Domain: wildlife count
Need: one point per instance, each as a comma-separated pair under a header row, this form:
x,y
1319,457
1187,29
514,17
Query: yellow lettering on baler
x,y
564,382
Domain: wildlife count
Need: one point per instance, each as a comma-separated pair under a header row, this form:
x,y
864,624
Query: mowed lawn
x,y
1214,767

=======

Copy each line of the data above exactly as it appears.

# Solved exercise
Domain: wildlife count
Need: one point per instance, each as a comma-separated pair under a header row, this form:
x,y
1319,457
1187,29
514,17
Query: yellow lettering on baler
x,y
564,382
Domain: wildlife count
Need: one point per instance, each as a comma-separated pair under a header row, this form:
x,y
864,624
Query: mowed lawn
x,y
1214,767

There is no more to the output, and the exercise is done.